--- Collected data ---
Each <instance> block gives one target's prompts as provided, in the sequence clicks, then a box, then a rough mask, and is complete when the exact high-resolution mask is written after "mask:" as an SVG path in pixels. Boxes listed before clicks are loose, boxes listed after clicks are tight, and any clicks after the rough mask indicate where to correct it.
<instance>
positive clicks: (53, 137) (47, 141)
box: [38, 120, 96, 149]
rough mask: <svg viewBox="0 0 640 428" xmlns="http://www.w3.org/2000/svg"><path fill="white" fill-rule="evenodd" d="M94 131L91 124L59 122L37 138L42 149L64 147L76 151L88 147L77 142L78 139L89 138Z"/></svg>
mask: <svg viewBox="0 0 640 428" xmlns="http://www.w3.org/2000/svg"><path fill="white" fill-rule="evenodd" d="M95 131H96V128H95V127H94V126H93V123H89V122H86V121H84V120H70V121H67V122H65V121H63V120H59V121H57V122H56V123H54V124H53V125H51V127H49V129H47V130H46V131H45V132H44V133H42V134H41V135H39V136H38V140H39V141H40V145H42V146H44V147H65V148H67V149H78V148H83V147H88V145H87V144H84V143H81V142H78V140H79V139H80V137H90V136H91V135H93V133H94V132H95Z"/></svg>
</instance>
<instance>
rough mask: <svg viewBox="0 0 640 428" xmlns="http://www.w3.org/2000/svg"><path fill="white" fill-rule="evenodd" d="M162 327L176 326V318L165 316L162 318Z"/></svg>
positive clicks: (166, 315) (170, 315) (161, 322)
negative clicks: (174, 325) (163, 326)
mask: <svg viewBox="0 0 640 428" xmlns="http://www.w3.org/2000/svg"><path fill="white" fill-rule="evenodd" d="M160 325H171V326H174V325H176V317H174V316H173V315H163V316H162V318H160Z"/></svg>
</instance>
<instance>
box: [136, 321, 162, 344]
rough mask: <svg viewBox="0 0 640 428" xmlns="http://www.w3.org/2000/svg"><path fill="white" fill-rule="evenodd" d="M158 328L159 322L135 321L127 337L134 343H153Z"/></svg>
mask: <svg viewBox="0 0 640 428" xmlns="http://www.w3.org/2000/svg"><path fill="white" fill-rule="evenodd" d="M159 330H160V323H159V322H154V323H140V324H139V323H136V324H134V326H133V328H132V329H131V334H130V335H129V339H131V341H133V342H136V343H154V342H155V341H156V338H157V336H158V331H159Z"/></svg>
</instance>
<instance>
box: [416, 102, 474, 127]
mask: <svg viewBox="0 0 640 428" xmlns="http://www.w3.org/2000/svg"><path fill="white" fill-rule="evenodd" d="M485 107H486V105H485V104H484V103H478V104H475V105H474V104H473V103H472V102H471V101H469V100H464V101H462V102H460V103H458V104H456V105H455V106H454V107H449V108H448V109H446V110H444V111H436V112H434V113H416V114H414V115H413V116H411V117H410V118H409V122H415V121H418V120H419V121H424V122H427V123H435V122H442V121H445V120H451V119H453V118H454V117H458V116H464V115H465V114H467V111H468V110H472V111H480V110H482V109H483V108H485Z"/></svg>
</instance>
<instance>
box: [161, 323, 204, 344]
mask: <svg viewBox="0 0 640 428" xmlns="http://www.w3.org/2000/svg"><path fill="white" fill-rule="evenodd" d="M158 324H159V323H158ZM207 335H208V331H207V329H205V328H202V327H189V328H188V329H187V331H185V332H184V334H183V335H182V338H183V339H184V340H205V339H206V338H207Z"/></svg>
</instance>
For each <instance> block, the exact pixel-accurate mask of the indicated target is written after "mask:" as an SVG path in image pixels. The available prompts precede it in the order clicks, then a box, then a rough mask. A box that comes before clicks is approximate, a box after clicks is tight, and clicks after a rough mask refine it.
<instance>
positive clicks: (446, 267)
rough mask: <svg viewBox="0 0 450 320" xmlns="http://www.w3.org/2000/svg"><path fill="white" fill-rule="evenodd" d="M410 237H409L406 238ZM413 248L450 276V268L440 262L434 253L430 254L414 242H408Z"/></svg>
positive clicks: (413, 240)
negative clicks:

--- Task description ---
Above are the lines; repeat exactly the ones from the line containing "327L176 326V318L165 316L162" down to the line containing "box: [136, 321, 162, 344]", both inclusive.

--- Exercise response ---
rough mask: <svg viewBox="0 0 640 428" xmlns="http://www.w3.org/2000/svg"><path fill="white" fill-rule="evenodd" d="M162 327L176 326V318L165 316L162 318Z"/></svg>
positive clicks: (166, 315) (170, 315) (161, 322)
negative clicks: (174, 325) (163, 326)
mask: <svg viewBox="0 0 640 428" xmlns="http://www.w3.org/2000/svg"><path fill="white" fill-rule="evenodd" d="M160 325H171V326H174V325H176V317H174V316H173V315H163V316H162V318H160Z"/></svg>
</instance>
<instance>
box: [136, 321, 162, 344]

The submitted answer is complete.